EXERCISE TASK A — Which lines of the listing contain the word "houses"? Filter them out and copy each one, treating uppercase and lowercase as different.

SELECTED EXTRACT —
┌────────
= Listed buildings in Lower Withington =

Lower Withington is a civil parish in Cheshire East, England. It contains 21 buildings that are recorded in the National Heritage List for England as designated listed buildings. Of these, one is listed at Grade I, the highest grade, one is listed at Grade II*, the middle grade, and the others are at Grade II. Apart from the village of Lower Withington, the parish is rural. The major building is Willington Hall, the present building dating from about 2000, and replacing earlier halls on the site. Five of the listed buildings are associated with the hall, including a sarcophagus in the garden, which dates from the Roman era. The parish includes part of Jodrell Bank Observatory, and five buildings on the site are listed. The other listed buildings are houses, farmhouses, cottages, and associated structures, seven of them timber-framed buildings dating back to the 17th century.
└────────
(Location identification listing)
┌────────
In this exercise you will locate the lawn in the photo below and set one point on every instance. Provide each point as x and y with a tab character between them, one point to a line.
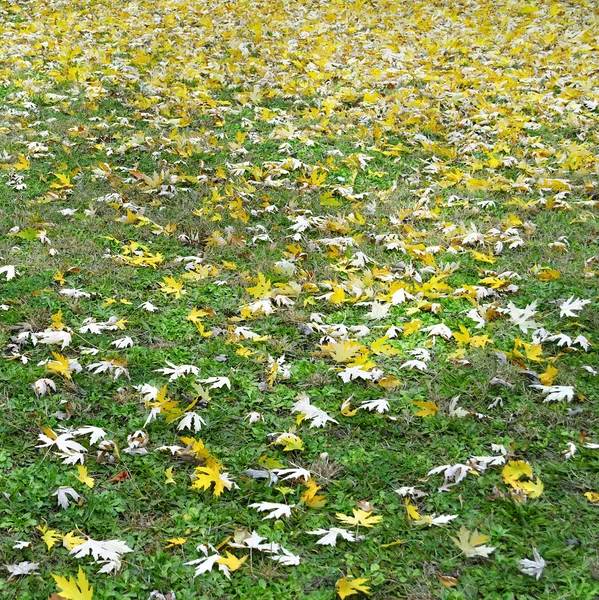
298	300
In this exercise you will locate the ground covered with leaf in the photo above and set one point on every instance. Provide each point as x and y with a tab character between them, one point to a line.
299	299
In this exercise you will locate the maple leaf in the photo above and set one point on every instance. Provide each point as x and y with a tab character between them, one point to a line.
556	393
471	543
60	365
276	510
535	567
429	409
83	477
63	493
261	289
49	536
522	316
231	561
74	589
351	587
592	497
572	306
290	442
329	536
172	286
22	568
360	517
515	470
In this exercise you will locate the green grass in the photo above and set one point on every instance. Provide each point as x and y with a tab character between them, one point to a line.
360	458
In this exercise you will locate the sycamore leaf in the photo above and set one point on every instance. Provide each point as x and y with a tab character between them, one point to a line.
84	477
572	306
172	286
471	543
60	365
262	287
276	510
515	470
351	587
231	561
429	409
49	536
360	517
74	589
592	497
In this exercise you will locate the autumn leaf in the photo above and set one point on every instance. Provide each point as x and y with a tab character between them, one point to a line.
74	589
60	365
359	517
515	470
351	587
83	477
429	409
471	543
49	536
172	286
231	561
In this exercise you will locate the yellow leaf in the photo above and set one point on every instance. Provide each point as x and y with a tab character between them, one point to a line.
548	376
360	517
429	409
74	589
290	442
480	257
169	476
70	540
196	315
592	497
514	470
172	286
338	295
346	409
412	510
380	347
446	580
261	289
60	365
351	587
390	544
343	352
533	352
231	561
532	489
49	536
548	274
462	338
471	543
412	327
84	477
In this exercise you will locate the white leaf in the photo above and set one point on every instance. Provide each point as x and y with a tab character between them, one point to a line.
286	558
9	272
22	568
535	567
191	421
63	493
381	406
277	510
522	316
41	386
316	416
556	393
108	551
572	306
217	382
329	536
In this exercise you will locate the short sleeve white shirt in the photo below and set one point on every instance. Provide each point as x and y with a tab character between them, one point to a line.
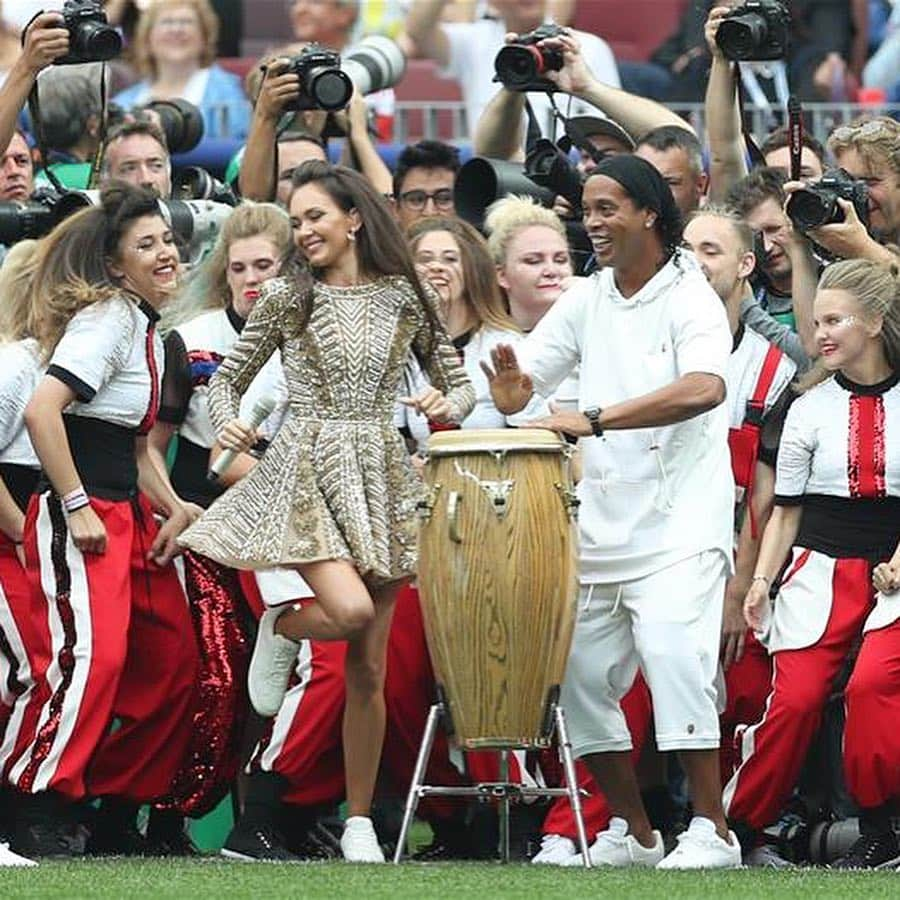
20	372
650	497
112	357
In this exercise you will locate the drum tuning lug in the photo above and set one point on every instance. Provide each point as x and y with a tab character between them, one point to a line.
569	498
426	505
498	492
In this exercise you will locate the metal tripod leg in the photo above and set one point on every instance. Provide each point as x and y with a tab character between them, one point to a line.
565	746
504	808
412	798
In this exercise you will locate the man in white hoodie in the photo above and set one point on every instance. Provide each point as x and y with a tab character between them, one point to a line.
652	340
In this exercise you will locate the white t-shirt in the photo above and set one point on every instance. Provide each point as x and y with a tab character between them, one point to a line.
112	357
650	497
473	47
20	372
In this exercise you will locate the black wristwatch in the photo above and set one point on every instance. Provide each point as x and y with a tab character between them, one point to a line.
593	416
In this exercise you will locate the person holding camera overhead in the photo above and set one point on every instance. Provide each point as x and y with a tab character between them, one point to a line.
837	509
465	51
116	639
175	48
335	494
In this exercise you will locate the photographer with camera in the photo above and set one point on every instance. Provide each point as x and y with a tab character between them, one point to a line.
500	131
465	51
44	40
71	111
311	82
136	153
854	211
786	274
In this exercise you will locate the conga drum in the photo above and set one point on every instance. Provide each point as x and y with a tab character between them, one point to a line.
498	580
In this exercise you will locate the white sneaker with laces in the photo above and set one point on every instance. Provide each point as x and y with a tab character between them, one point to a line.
271	665
359	843
8	858
555	849
700	847
616	847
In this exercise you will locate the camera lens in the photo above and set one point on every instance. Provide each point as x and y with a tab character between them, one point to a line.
518	64
741	36
808	209
96	41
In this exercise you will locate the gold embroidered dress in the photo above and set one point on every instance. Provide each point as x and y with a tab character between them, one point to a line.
336	482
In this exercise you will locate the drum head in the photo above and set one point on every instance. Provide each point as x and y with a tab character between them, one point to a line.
495	440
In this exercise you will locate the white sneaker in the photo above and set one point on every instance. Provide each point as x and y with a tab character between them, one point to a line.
271	665
359	843
8	858
701	848
555	849
616	847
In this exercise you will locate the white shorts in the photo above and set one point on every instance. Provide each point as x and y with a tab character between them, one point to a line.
669	625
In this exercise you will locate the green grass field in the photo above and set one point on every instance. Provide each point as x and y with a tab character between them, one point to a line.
212	878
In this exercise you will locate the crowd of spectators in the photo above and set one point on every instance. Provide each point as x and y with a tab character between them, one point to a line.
764	264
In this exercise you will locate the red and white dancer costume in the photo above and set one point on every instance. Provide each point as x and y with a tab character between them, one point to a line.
20	371
838	458
758	380
194	351
113	628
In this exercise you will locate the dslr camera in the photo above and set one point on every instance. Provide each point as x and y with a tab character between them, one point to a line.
322	83
755	30
521	66
816	204
90	37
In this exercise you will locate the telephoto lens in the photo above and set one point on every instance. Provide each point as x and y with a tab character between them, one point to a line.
376	63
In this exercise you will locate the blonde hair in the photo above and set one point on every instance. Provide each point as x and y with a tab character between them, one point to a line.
209	25
208	289
507	217
873	137
15	288
877	290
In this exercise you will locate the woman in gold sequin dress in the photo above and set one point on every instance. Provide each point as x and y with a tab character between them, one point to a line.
335	494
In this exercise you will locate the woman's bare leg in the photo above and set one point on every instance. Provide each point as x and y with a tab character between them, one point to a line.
345	610
365	714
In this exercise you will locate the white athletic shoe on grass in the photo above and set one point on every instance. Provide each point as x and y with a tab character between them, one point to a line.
616	847
555	850
273	660
8	858
359	843
700	847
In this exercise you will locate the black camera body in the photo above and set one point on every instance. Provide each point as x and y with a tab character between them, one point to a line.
548	167
816	204
91	39
755	30
520	66
322	83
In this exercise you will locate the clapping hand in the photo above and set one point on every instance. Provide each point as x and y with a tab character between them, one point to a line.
511	388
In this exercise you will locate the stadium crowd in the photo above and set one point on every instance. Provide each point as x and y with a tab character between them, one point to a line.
713	321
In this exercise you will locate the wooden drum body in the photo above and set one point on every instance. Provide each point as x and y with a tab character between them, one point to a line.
498	580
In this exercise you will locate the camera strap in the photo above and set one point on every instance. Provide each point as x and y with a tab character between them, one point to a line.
753	151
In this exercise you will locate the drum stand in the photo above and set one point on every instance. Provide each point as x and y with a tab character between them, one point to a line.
504	790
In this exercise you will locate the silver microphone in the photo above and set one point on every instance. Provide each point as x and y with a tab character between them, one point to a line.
261	411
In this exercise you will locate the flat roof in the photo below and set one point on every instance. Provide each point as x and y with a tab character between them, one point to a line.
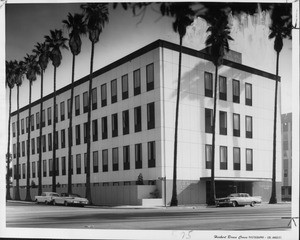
156	44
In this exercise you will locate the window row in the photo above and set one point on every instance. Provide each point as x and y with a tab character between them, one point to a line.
224	159
208	85
107	159
223	123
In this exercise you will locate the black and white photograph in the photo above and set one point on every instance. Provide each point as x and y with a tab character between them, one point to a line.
149	120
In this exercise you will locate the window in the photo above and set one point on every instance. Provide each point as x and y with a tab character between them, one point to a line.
208	84
103	95
78	163
23	171
62	111
223	88
114	91
48	115
126	157
249	159
223	123
236	91
23	148
77	105
14	150
236	125
50	167
22	128
105	160
223	157
14	128
85	102
125	119
50	142
95	162
208	120
63	165
32	122
137	119
125	86
138	156
137	82
32	146
104	127
114	125
63	138
236	158
69	107
85	131
208	156
77	132
44	168
37	118
248	93
151	154
33	169
95	130
44	143
43	118
248	127
150	115
56	140
150	77
115	158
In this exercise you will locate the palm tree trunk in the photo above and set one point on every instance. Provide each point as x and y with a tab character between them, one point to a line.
41	132
28	197
70	130
174	200
212	194
17	193
8	197
273	198
88	135
53	135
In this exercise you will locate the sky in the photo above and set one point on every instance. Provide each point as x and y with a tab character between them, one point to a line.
27	24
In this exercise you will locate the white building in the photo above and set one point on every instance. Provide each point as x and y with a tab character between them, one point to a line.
133	119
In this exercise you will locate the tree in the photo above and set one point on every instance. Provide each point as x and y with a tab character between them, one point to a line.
56	41
32	69
10	82
96	15
42	52
19	70
281	27
75	24
218	43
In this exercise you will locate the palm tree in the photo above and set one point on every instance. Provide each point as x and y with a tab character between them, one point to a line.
218	43
96	15
76	25
19	71
56	41
32	69
42	51
10	82
281	28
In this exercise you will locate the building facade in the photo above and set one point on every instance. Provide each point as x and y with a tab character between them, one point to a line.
133	118
286	128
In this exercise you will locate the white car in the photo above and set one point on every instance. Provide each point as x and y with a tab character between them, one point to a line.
70	199
46	197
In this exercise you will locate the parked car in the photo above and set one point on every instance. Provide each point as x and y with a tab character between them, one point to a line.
70	199
46	197
238	199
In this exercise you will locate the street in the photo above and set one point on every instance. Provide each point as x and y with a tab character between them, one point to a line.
261	217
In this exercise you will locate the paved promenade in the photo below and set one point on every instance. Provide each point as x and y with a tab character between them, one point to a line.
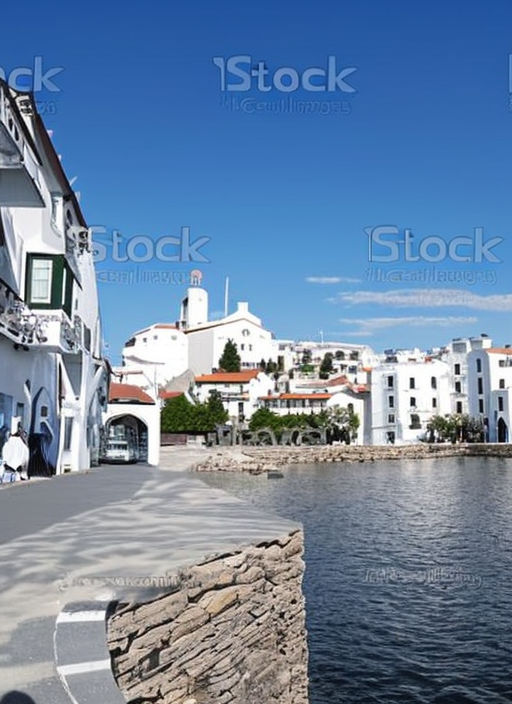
114	533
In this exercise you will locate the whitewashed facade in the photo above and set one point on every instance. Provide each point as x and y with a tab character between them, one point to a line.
455	354
207	339
239	391
53	379
405	395
155	355
489	385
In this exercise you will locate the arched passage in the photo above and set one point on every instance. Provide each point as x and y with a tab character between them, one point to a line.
126	439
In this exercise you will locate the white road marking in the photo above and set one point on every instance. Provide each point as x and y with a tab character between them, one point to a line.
80	616
81	668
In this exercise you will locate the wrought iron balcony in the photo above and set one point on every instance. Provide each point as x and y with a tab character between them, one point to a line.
49	330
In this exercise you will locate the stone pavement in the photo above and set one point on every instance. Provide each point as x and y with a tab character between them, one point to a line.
113	533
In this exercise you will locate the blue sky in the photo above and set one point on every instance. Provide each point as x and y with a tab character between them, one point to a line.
424	143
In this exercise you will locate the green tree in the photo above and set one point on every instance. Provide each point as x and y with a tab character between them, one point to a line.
271	367
342	423
326	367
264	418
176	415
180	416
457	427
306	357
230	359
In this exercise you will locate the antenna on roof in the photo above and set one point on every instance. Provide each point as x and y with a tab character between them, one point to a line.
226	297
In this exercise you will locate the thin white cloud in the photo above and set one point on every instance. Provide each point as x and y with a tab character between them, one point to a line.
427	298
332	280
368	326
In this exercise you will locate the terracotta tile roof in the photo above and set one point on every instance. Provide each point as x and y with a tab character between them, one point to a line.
338	381
298	397
228	377
128	393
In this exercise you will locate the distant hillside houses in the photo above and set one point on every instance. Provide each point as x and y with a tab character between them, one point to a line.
395	394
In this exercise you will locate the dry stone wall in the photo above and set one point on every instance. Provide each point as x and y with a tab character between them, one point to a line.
261	459
232	633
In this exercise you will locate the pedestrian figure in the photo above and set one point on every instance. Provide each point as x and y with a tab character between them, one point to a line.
15	458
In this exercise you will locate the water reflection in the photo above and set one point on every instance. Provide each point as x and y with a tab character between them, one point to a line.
409	576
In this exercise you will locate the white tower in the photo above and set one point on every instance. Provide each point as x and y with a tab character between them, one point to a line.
194	308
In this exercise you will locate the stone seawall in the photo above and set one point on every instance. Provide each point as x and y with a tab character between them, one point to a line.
261	459
233	632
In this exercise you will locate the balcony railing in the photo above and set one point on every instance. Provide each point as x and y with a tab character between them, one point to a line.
50	330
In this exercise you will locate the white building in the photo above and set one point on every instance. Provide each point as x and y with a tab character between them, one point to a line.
207	339
52	378
239	391
489	387
455	354
405	395
136	414
344	393
155	356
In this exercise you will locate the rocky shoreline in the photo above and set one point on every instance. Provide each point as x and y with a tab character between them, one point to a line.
257	460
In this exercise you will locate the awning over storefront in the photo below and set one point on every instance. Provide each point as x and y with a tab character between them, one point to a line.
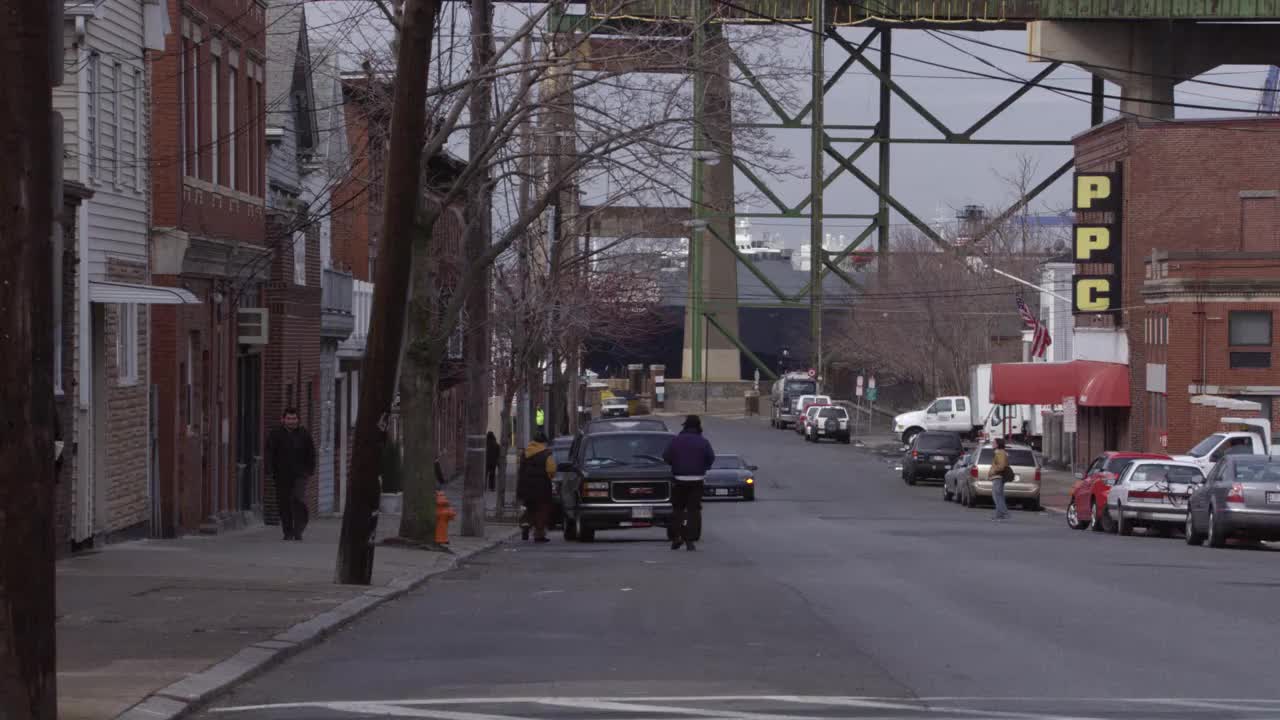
└────────
EXERCISE TASK B — What listing grades does the article on Lower Withington's listed buildings mention?

EXPECTED ANSWER A —
In this exercise you will locate the distant hillside houses in the photo above and set one point on every instance. Provide each point as x and y with a tab character between them, one point to a line.

EXPECTED ANSWER B —
Grade I
Grade II*
Grade II